## Task brief
The data should be duplicated exactly, with every word kept as it is.

######

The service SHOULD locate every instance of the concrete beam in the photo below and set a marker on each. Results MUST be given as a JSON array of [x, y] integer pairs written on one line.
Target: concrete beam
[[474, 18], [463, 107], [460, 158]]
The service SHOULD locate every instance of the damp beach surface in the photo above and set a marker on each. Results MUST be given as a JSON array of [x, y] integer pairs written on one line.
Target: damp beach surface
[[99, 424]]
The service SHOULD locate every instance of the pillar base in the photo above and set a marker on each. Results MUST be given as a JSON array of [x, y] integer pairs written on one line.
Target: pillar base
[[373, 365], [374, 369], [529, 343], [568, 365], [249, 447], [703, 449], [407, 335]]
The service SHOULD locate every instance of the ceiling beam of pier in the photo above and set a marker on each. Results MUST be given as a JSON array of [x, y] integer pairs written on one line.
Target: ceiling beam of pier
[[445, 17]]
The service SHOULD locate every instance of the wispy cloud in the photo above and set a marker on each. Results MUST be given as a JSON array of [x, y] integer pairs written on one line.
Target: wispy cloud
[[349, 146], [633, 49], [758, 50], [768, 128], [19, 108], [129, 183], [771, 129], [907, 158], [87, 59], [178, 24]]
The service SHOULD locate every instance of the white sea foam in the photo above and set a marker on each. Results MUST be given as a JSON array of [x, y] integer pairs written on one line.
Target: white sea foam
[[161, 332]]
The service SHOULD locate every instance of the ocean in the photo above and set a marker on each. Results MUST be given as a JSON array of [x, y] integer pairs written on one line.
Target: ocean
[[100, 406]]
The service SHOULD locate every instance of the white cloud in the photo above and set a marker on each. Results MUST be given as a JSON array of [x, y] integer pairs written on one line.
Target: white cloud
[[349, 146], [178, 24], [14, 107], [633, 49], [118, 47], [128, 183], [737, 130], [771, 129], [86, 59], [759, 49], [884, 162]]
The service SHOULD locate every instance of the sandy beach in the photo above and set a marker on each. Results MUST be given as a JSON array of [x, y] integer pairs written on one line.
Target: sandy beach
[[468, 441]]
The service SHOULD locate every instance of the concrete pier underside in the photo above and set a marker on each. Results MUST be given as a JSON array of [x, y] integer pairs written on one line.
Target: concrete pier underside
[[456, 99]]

######

## Written answer
The service SHOULD locate every instance of the concrete beam in the photo below and set a marker on each. Results MUST be given as a JSON array of [x, y] integer pairs written on one line.
Target: concrete beam
[[474, 18], [463, 107], [460, 158]]
The service SHOULD locate every instance of the damp beach surface in the photo above and set a marker on each. Results MUST be given as a JSON array of [x, y] integer pairs written on one line.
Target: damp beach surface
[[99, 424]]
The service SHOULD locate every instance of the pillar base in the photo above and set a marker on each. Results MUST be given as a JSON array of [x, y] integer pairs written on one line.
Target: pillar base
[[373, 365], [374, 369], [529, 343], [568, 365], [249, 447], [703, 449], [407, 335]]
The service SHOULD locate every instance of the ceiling beam of pier in the photo above and set a marker on each. Results MUST be given as a JSON array of [x, y] integer pairs written on one line.
Target: ceiling beam of pier
[[445, 17]]
The service SHOULD locate every instance of the wispy cloud in the photo above and set a marker on each. Results MUST be given as a JSON array of [x, y] integer pairs written on one line.
Target: wispy cloud
[[349, 146], [633, 49], [758, 50], [768, 128], [19, 108], [129, 183], [771, 129], [907, 158], [87, 59], [178, 24]]
The service SHOULD locate every instance of the white sea foam in the photo above and set a marker on each. Results MUST be given as a JSON array of [x, y] integer pairs written on one line.
Target: white sea foam
[[161, 332]]
The service SHOULD locate every instance of the ocean in the photo above and set a marker on each. Results MUST be given as a JSON array of [x, y] integer pairs written on one line.
Target: ocean
[[100, 406]]
The service SHOULD locate every instance of the white cloud in the photo above and set a marker on each. Results MUST be given as a JSON array of [x, y] integer pairs written on one line.
Target: white cloud
[[349, 146], [178, 24], [14, 107], [633, 49], [118, 47], [128, 183], [737, 130], [771, 129], [86, 59], [759, 49], [884, 162]]
The service SHOULD locate every instance of the sandy beach in the photo above and set a marker on each. Results MUST be given as a JSON array of [x, y] integer pairs written on one line.
Target: sandy beach
[[468, 441]]
The service SHOULD locate every instance of the concrete pier underside in the photo above and set a marker on each. Results MUST be given as a JSON array of [x, y] integer pairs written on one line.
Target: concrete pier underside
[[456, 99]]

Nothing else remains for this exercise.